# Description of the task:
All lines of the listing that contain "each" should be shown in full.

┄┄┄┄┄┄┄┄┄┄┄┄┄┄┄┄┄┄┄┄

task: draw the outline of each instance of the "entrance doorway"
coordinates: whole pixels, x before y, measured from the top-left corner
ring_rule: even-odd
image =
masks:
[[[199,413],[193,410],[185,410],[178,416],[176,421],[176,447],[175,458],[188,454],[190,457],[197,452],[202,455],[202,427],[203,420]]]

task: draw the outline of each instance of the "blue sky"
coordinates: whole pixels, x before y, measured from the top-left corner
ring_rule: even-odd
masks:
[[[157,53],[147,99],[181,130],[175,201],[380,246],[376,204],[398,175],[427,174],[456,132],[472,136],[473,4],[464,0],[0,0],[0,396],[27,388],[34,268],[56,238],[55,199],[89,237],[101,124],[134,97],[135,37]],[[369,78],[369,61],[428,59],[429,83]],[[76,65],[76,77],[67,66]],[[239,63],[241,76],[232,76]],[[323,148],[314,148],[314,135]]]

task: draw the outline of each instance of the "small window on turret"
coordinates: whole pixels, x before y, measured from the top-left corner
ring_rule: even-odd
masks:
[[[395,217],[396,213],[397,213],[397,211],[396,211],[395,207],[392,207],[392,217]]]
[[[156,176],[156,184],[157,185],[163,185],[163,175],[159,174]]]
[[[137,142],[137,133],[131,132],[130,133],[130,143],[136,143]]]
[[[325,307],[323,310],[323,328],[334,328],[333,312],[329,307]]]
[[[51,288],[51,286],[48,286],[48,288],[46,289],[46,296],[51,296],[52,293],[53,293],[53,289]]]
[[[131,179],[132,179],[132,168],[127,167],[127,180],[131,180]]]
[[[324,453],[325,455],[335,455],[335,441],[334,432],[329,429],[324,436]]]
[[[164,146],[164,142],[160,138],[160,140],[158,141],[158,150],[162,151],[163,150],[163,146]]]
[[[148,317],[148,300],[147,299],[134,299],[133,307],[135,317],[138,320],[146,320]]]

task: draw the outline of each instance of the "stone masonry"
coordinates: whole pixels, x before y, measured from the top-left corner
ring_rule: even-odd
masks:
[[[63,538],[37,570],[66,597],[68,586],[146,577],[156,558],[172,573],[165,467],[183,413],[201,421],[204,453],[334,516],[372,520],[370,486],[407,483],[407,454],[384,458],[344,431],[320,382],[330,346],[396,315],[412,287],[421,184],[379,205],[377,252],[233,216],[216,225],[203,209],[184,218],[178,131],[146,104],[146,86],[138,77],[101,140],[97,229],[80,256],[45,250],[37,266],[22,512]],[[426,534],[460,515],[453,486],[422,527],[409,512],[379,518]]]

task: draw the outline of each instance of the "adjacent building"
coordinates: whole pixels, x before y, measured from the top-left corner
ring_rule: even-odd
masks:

┄┄┄┄┄┄┄┄┄┄┄┄┄┄┄┄┄┄┄┄

# Output below:
task: draw the outline of each instance of the "entrance doorway"
task: draw the outline of each instance of the "blue sky"
task: draw the outline of each instance of the "small window on turret"
task: draw the outline of each instance of the "stone masonry"
task: draw the outline of each instance of the "adjacent building"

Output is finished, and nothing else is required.